Data to process
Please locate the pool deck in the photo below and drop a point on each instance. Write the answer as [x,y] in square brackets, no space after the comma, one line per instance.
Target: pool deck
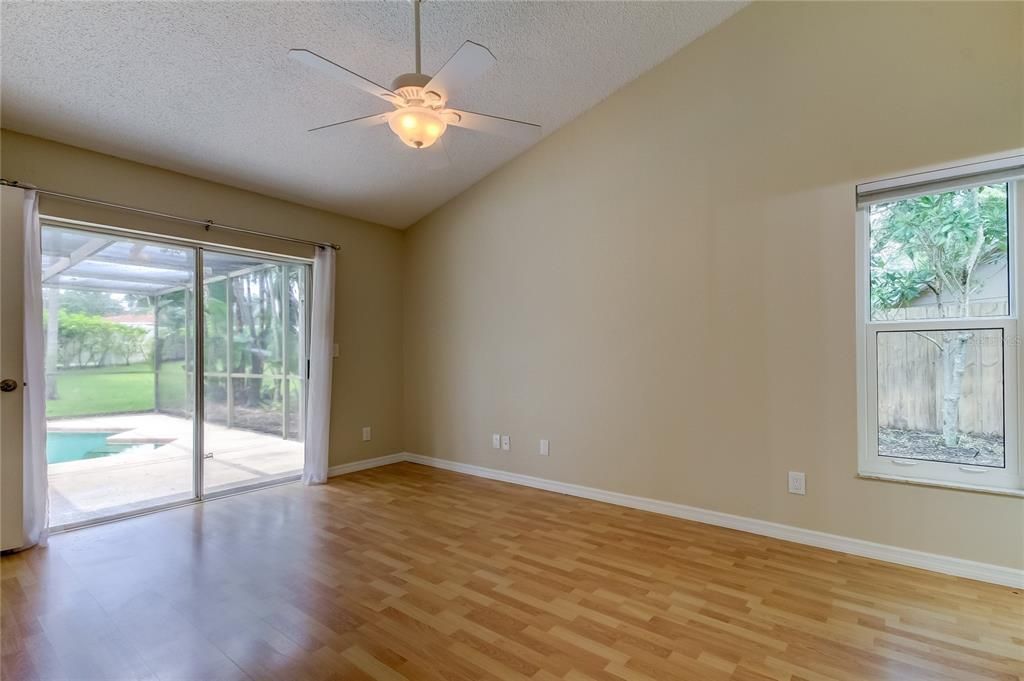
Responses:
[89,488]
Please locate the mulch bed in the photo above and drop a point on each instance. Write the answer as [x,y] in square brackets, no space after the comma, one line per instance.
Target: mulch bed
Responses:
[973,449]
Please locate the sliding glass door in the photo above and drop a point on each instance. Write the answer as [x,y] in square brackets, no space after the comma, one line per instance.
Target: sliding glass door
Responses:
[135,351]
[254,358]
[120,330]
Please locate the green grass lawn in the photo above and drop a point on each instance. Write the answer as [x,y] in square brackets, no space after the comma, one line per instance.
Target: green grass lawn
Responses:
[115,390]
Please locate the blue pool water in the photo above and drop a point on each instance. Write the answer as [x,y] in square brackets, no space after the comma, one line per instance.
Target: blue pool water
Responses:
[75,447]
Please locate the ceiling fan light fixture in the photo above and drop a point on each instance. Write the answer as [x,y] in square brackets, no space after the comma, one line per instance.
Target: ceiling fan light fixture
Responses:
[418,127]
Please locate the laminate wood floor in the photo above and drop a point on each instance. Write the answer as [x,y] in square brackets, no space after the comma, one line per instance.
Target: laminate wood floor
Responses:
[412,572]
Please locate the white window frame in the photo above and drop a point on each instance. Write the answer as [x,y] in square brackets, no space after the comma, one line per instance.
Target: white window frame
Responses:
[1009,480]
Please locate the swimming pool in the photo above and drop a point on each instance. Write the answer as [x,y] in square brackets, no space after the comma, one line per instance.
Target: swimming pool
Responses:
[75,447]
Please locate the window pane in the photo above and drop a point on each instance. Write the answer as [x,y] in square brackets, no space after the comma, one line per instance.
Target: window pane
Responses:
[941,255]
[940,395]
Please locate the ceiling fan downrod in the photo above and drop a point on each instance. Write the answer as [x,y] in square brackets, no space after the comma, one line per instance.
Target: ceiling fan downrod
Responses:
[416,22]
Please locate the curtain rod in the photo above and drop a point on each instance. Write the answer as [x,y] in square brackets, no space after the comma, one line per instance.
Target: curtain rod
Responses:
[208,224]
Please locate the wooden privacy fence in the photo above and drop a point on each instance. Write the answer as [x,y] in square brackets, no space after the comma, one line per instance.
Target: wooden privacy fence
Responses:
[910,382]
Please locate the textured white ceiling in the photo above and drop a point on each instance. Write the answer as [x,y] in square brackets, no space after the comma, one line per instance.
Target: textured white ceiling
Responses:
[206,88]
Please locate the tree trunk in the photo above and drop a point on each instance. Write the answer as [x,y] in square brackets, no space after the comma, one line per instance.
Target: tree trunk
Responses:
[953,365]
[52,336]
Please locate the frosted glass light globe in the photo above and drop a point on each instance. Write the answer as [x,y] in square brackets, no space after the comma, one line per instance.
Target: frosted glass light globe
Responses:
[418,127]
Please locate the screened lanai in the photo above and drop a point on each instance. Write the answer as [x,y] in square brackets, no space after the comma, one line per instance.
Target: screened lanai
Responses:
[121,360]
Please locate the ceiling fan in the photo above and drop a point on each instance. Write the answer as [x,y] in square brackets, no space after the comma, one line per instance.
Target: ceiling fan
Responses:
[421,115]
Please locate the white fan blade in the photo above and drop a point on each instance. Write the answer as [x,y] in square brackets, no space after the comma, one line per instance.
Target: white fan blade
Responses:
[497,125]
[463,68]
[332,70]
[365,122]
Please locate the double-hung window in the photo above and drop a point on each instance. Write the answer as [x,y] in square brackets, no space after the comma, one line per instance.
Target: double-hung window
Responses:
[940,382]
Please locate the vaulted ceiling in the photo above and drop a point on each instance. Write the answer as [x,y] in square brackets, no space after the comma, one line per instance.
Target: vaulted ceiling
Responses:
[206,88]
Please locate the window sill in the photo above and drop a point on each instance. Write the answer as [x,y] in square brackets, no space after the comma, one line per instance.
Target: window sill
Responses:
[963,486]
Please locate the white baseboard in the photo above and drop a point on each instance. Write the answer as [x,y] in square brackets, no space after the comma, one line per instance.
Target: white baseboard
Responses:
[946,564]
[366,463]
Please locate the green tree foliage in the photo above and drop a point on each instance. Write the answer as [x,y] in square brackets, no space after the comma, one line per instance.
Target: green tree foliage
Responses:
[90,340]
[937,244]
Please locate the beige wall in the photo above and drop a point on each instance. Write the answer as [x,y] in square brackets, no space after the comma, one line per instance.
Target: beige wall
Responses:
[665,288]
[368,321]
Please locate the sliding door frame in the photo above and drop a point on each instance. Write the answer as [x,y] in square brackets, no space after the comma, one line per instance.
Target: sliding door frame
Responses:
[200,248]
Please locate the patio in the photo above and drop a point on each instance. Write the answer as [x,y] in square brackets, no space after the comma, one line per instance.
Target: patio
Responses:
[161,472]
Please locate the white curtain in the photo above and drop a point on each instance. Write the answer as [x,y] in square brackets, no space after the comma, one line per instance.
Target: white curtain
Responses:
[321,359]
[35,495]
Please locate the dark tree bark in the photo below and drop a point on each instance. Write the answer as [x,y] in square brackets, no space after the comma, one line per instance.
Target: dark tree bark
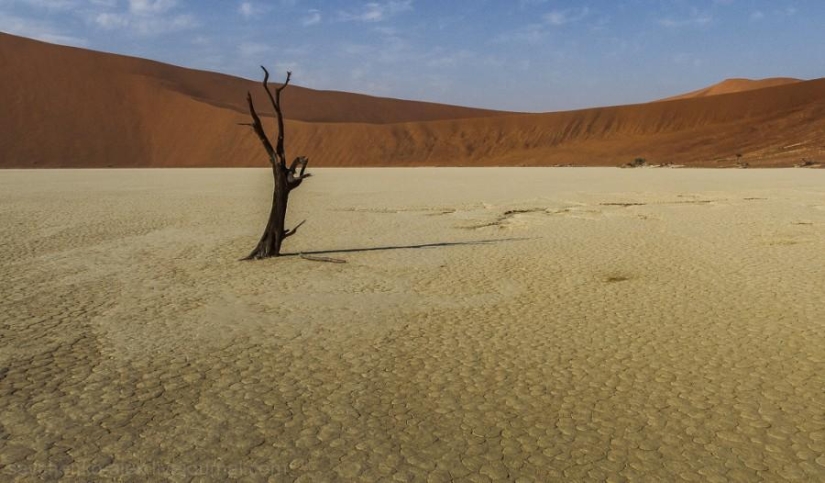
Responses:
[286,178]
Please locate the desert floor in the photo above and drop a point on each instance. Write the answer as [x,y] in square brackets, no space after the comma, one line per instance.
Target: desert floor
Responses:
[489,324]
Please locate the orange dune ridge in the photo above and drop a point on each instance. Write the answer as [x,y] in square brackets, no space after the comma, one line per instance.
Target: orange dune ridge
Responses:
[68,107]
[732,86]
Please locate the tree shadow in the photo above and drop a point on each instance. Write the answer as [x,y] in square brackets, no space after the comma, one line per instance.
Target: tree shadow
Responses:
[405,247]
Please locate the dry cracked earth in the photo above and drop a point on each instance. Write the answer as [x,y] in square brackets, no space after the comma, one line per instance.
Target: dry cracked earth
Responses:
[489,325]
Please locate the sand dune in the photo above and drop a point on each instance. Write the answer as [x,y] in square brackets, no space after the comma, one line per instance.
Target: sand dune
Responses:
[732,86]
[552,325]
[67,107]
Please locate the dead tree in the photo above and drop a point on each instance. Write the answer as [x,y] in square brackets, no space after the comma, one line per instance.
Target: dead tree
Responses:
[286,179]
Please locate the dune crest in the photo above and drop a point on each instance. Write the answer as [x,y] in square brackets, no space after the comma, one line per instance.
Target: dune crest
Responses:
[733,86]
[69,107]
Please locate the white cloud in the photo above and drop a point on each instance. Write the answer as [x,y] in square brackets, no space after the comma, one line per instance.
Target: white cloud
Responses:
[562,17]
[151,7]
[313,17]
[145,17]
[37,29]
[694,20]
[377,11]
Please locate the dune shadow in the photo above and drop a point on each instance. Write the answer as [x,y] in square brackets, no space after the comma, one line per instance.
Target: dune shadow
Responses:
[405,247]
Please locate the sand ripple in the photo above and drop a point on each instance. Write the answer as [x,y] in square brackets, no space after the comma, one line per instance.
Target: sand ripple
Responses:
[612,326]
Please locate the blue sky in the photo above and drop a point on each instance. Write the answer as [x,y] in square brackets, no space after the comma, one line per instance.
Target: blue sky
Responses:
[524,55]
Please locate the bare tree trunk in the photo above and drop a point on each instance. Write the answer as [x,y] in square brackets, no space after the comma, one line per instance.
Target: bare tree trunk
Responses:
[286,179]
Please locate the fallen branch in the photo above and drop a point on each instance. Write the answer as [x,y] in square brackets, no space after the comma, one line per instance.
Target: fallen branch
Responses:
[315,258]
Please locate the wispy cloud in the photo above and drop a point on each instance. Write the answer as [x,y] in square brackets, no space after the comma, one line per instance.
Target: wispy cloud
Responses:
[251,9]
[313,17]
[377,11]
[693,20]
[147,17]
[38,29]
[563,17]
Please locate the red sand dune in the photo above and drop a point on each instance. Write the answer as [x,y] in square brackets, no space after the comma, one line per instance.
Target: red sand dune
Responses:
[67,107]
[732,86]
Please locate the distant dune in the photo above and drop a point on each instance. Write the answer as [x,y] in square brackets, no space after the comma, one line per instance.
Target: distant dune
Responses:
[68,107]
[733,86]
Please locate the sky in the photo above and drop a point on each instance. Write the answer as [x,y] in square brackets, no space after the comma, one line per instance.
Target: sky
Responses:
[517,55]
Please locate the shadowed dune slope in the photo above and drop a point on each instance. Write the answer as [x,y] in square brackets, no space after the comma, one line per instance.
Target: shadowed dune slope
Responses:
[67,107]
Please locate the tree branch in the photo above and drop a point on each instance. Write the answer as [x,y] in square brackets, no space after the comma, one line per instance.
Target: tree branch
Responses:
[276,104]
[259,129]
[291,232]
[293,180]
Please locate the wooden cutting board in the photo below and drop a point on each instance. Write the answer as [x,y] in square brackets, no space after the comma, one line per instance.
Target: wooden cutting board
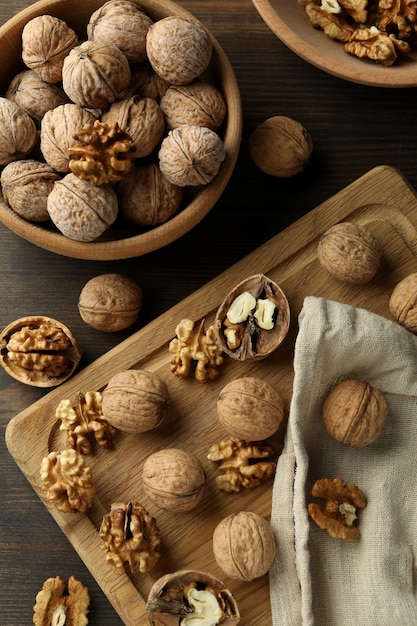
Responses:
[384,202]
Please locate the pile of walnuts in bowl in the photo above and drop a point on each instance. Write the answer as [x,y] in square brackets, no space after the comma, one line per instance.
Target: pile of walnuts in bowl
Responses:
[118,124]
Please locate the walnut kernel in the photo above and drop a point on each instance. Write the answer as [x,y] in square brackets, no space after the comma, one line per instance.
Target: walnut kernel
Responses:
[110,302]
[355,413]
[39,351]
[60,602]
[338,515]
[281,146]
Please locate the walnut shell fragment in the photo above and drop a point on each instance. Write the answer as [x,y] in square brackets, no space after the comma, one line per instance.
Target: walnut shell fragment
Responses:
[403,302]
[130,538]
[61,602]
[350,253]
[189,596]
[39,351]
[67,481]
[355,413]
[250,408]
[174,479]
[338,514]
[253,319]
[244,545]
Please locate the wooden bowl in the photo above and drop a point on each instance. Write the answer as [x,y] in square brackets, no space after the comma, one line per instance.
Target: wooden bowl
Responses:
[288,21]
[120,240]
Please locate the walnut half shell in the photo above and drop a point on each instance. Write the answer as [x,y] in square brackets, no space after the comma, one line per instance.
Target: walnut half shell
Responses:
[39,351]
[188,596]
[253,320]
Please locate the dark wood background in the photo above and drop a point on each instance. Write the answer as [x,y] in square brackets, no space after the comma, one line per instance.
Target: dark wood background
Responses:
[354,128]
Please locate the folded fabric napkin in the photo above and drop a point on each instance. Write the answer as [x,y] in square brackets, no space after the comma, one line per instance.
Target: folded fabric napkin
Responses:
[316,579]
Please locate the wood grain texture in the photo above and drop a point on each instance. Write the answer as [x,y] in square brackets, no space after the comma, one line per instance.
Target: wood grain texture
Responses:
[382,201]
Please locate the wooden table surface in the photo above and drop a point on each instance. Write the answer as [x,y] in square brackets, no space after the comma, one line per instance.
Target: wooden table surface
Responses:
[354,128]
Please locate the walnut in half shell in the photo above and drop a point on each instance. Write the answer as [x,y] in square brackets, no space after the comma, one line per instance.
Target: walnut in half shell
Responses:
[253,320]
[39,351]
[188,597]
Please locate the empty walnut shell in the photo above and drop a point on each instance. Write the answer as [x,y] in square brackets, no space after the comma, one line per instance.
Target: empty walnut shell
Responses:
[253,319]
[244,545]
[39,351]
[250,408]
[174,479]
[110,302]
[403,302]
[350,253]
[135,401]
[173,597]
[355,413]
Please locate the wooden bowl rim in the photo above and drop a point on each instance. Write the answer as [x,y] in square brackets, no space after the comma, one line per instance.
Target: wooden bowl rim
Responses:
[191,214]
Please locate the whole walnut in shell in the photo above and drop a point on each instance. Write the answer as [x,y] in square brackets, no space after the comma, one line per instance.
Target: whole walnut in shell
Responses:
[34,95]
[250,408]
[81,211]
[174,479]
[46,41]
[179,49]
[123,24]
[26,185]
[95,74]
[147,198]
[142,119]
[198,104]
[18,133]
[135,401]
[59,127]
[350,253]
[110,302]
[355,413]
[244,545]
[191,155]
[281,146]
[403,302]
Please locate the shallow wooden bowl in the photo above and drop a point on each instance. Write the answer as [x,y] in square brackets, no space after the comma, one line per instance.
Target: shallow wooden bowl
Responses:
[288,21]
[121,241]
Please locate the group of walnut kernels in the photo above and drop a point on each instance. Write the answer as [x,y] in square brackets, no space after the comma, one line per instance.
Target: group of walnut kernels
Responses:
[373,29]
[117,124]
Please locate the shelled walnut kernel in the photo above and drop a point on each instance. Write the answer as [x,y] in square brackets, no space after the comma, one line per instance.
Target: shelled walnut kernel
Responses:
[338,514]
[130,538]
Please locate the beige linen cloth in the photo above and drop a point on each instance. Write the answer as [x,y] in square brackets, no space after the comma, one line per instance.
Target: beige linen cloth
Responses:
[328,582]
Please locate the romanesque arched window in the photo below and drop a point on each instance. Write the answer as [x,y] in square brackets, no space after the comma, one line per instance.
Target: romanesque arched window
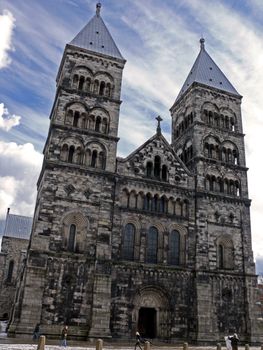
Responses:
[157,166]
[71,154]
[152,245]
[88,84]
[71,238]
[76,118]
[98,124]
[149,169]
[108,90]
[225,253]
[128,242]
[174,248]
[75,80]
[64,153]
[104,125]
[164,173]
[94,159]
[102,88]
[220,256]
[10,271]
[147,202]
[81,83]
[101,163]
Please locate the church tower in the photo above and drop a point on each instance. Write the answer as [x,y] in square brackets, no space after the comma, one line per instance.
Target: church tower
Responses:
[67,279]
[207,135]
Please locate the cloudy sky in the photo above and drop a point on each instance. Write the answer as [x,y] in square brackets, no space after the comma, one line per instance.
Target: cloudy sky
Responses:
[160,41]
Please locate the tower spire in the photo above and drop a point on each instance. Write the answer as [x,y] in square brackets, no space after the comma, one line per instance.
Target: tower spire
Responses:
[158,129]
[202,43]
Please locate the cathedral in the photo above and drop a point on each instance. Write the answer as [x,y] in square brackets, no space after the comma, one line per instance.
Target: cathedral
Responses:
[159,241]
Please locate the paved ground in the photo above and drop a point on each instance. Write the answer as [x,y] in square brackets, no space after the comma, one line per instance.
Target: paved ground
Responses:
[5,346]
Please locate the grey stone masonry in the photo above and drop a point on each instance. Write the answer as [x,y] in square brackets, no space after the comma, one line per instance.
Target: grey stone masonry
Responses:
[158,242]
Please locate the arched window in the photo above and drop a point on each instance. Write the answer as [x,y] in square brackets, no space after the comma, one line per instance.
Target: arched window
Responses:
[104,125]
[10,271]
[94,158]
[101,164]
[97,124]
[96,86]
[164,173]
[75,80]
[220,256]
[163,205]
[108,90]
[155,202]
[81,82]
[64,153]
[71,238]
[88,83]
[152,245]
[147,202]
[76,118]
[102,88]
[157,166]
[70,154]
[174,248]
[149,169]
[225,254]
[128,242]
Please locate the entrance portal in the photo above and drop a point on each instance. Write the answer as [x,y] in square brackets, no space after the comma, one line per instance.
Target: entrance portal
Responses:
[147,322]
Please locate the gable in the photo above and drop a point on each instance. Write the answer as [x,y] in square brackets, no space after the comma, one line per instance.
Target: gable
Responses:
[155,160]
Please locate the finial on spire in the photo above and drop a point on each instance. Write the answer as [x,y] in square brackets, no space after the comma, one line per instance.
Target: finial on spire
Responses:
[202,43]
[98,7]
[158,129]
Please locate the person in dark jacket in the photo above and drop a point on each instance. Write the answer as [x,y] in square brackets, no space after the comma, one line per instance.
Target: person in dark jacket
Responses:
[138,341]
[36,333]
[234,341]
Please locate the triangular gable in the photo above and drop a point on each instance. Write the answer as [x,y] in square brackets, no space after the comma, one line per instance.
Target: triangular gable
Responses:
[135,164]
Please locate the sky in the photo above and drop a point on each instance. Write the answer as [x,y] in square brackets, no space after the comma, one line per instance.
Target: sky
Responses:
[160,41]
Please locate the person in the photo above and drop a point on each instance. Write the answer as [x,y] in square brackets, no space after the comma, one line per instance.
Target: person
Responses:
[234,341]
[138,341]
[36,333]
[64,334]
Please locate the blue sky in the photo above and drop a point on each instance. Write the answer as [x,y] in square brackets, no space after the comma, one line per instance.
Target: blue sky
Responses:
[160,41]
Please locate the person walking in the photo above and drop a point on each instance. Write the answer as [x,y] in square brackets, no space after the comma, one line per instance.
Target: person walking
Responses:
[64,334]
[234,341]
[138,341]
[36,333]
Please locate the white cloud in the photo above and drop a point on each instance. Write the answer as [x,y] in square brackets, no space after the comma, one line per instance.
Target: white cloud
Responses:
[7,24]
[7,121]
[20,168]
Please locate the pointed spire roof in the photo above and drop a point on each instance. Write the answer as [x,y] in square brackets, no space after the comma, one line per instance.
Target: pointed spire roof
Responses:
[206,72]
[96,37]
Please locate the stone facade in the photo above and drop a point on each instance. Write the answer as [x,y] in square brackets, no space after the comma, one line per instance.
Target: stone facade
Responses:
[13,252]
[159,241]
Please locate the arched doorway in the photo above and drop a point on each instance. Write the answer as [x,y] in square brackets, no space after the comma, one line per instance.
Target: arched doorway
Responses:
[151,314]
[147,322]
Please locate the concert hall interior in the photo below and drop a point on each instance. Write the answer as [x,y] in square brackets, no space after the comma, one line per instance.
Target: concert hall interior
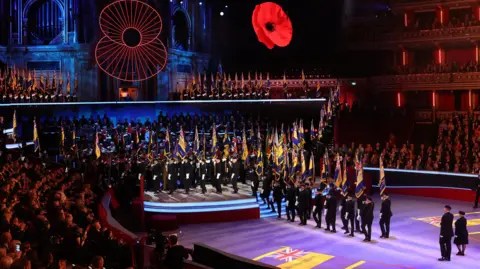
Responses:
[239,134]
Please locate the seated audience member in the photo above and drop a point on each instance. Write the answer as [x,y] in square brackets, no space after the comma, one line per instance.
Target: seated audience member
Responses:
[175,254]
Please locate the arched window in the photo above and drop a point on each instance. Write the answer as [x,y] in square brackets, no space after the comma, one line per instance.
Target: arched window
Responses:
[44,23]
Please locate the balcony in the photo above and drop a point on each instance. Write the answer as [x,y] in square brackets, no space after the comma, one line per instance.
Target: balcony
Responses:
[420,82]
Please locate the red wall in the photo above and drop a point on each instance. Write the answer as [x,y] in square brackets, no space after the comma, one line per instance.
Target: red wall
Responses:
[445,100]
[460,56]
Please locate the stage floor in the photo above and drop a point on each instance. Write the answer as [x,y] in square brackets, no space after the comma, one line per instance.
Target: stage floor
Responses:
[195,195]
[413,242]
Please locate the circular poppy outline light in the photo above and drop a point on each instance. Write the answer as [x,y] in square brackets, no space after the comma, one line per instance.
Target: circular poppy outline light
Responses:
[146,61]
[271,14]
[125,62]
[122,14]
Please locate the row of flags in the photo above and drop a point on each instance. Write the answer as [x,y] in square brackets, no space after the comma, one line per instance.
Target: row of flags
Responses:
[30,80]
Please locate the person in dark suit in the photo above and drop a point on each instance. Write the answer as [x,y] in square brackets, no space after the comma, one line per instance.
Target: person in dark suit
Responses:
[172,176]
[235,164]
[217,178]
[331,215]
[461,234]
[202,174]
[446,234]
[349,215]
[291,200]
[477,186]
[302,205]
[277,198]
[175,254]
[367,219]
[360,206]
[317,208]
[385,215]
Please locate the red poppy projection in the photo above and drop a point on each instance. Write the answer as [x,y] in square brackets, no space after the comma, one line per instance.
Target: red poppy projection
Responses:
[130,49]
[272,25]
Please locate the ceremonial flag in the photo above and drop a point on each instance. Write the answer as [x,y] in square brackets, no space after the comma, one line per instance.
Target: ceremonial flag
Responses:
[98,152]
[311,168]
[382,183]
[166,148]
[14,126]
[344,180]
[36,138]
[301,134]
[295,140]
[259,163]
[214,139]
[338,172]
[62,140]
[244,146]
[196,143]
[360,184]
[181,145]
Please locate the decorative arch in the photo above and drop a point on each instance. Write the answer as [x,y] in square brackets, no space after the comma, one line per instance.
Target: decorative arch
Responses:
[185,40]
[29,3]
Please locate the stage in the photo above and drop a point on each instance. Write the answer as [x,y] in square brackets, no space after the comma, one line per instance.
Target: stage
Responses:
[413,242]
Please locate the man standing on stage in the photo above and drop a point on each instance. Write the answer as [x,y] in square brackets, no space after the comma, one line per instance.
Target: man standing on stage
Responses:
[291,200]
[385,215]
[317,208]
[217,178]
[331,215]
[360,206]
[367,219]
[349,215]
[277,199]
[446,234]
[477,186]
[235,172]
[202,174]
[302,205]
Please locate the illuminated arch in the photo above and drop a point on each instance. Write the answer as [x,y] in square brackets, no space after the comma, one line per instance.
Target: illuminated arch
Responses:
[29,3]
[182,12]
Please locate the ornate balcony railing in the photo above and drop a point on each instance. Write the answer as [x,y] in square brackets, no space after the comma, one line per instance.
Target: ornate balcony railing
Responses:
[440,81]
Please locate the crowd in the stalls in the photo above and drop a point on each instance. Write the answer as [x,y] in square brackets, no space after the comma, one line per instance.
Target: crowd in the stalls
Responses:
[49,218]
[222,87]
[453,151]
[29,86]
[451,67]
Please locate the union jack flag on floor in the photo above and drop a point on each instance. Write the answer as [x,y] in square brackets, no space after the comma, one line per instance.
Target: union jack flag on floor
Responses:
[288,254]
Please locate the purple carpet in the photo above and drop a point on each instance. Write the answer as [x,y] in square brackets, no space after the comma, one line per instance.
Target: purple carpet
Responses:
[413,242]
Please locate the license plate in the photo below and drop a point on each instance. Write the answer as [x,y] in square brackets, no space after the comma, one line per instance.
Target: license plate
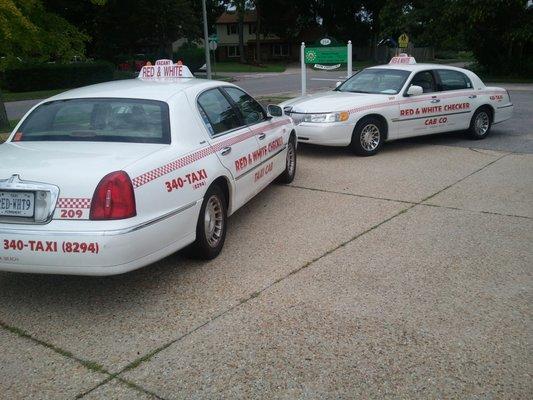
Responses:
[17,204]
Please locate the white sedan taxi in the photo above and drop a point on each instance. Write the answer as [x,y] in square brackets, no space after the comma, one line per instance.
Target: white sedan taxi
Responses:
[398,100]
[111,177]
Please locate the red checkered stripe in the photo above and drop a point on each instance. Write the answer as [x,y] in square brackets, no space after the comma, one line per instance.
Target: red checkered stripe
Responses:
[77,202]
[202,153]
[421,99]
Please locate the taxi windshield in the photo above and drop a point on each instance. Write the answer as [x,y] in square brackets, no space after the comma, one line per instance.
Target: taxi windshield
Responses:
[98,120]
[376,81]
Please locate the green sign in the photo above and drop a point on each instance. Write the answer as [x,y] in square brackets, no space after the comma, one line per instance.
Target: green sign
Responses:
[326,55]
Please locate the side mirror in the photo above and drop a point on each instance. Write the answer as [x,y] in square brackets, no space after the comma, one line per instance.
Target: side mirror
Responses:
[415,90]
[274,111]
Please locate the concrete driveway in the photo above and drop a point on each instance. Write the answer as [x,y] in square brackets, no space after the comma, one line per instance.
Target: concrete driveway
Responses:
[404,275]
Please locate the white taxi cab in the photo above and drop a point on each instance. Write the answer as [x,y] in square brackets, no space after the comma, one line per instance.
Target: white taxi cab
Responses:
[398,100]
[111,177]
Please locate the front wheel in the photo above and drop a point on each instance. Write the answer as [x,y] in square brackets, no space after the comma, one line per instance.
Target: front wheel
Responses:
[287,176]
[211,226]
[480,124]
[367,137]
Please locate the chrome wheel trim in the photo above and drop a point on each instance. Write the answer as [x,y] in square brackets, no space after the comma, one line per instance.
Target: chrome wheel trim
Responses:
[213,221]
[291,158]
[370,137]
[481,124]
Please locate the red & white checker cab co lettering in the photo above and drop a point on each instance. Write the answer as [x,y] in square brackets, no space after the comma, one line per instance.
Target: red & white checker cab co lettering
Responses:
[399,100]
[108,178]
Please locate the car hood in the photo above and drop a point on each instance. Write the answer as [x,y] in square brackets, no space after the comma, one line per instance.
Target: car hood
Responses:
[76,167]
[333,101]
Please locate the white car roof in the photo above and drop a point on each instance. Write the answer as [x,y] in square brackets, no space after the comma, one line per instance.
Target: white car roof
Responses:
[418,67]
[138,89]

Aim of the exercise
Beginning at the line where "Please locate the car" appears, extract each line through the end of the data above; keep them exact and include nothing else.

Answer for the task
Please locate the car hood in the photo above and drop a point on each instance. Write the answer as [x,y] in square brackets, no space after the comma, one line per instance.
Target: car hood
Responses:
[76,167]
[333,101]
Please locate the white car roof in the photo above and drop a point on each instance. Write the answer as [x,y] in square brackets, no space after the comma, one line per instance.
Target: white car roof
Responses:
[418,67]
[138,89]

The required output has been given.